ARCHIVED CONTENT: In December 2020, the CZO program was succeeded by the Critical Zone Collaborative Network (CZ Net) ×

Napieralski et al., 2018

Talk/Poster

Aerobic microbial lithotrophic oxidation of pyrite at neutral pH

S.A. Napieralski*, V. Macon, S.L. Brantley, and E.E. Roden (2018)
Abstract 10d:208 presented at 2018 Goldschmidt Meeting, Boston, MA 12-17 August  

Abstract

Pyrite is the most common sulfide mineral in Earth’s crust. The mechanism and occurrence of pyrite oxidation under acidic conditions such as acid mine drainage systems are well established; however, much less is known about microbially accelerated pyrite
oxidation at circumneutral pH where solubility of Fe(III) is limited and oxygen is likely the dominant oxidant. Our recent work has demonstrated the ability of microorganisms from a variety of habitats to accelerate the oxidation of pyrite at circumneutral pH,
suggesting that this poorly documented phenomenon may be ubiquitous in nature. Geochemical and metagenomic evidence suggest that in addition to sulfur-based metabolic processes, chemolithotrophic iron oxidizing bacteria (FeOB) may directly accelerate
the oxidation of pyrite via surface-associated Fe-redox reactions involving extracellular electron transfer (EET) [1]. This study investigated the role of FeOB in neutral pH subsurface oxidative weathering of shale hosted pyrite at Susquehanna-Shale Hills Critical Zone Observatory in Central Pennsylvania. In situ mineral incubation experiments were conducted at the inferred depth of the pyrite reaction front (c.a. 26 m and 6 m depth for wells DC0 and CZMW6, respectively) using ground country rock with or without additional ground specimen pyrite (<106 µm). After ca. 4 months in situ incubation, the minerals were collected and used as inocula to establish lithotrophic pyrite oxidizing enrichment cultures with O2 as an electron accepter. Sulfate generation in biotic reactors was ca. 2.5-fold higher relative to abiotic controls over the first 35 days: the experiment remains ongoing. Parallel microcosms were used for DNA extraction and forthcoming metagenomic analysis whereby the genomic potential of microorganisms in situ and in enrichment culture will be evaluated, with particular interest in Fe-EET-based metabolic pathways.

[1] Percak-Dennett et al. (2017) Geobiology 5 690-703.

Citation

S.A. Napieralski*, V. Macon, S.L. Brantley, and E.E. Roden (2018): Aerobic microbial lithotrophic oxidation of pyrite at neutral pH. Abstract 10d:208 presented at 2018 Goldschmidt Meeting, Boston, MA 12-17 August.

This Paper/Book acknowledges NSF CZO grant support.

§ **DATA FOR REVIEW**
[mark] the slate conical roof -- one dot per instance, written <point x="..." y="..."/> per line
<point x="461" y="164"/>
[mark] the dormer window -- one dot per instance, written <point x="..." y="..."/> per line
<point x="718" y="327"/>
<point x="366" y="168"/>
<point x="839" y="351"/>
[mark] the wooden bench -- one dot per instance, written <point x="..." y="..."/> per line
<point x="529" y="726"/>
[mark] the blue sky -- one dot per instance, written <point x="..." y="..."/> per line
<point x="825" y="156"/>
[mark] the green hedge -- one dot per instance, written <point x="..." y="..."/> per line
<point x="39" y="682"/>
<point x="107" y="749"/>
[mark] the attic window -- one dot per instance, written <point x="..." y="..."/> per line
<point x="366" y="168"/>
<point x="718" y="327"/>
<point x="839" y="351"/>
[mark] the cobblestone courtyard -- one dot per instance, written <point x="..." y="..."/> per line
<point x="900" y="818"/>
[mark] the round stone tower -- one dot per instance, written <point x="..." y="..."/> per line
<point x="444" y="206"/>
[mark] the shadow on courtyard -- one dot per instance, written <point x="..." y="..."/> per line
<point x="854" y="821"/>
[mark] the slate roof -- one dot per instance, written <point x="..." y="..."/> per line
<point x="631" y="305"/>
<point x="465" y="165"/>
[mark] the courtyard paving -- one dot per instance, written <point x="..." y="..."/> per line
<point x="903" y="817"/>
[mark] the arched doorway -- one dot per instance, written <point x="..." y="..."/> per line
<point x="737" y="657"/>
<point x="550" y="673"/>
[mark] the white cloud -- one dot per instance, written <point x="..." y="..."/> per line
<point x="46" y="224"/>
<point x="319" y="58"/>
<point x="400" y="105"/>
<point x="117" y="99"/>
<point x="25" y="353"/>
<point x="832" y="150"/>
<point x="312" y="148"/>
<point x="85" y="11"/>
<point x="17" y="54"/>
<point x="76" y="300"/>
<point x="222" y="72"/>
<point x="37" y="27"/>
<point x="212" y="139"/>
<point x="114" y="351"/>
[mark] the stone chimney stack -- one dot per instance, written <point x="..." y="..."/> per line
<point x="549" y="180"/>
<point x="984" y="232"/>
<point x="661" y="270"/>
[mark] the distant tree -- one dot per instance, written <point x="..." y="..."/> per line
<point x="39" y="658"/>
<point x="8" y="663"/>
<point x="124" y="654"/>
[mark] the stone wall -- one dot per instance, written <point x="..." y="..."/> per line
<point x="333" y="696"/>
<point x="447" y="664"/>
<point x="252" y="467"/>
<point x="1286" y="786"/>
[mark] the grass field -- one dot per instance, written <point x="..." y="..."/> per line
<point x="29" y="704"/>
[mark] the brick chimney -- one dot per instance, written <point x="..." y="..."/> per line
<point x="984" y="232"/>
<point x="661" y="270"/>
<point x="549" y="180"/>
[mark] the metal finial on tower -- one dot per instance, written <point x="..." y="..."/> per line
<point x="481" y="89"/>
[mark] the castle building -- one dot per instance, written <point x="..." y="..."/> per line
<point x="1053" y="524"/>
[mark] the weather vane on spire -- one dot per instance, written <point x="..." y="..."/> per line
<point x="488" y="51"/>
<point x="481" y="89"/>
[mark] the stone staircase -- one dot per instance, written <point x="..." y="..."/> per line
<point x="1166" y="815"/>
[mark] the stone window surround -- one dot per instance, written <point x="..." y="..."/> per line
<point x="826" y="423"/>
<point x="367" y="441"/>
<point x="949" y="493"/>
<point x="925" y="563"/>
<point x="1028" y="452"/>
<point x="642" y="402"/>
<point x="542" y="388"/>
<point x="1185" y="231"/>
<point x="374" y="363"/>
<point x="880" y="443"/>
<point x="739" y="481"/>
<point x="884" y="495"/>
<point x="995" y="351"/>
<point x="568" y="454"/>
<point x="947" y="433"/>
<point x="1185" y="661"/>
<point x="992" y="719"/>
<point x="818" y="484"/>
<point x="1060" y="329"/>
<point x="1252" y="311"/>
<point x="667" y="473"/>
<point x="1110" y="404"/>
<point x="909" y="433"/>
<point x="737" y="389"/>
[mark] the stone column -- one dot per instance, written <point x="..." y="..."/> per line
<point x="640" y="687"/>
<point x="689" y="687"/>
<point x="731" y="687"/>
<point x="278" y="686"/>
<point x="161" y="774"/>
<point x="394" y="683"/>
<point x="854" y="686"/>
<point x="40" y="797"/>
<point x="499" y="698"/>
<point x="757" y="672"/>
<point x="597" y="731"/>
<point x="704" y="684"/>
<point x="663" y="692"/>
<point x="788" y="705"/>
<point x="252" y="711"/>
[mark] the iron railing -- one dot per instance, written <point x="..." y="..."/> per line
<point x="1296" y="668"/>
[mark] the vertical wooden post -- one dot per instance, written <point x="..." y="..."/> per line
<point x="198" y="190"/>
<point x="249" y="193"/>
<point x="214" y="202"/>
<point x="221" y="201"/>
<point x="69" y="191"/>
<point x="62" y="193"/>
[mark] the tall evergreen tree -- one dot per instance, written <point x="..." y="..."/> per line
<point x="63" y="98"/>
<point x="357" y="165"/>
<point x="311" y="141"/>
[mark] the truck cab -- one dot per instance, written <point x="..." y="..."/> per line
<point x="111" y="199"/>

§ **INSTRUCTIONS**
[1] Name every author of the pyrite oxidation abstract above.
[2] From the pyrite oxidation abstract above, reproduce word for word the passage starting with "[1] Percak-Dennett et" and going on through "MA 12-17 August.".

§ **OUTPUTS IN ORDER**
[1] S.A. Napieralski, V. Macon, S.L. Brantley, E.E. Roden

[2]
[1] Percak-Dennett et al. (2017) Geobiology 5 690-703.

Citation

S.A. Napieralski*, V. Macon, S.L. Brantley, and E.E. Roden (2018): Aerobic microbial lithotrophic oxidation of pyrite at neutral pH. Abstract 10d:208 presented at 2018 Goldschmidt Meeting, Boston, MA 12-17 August.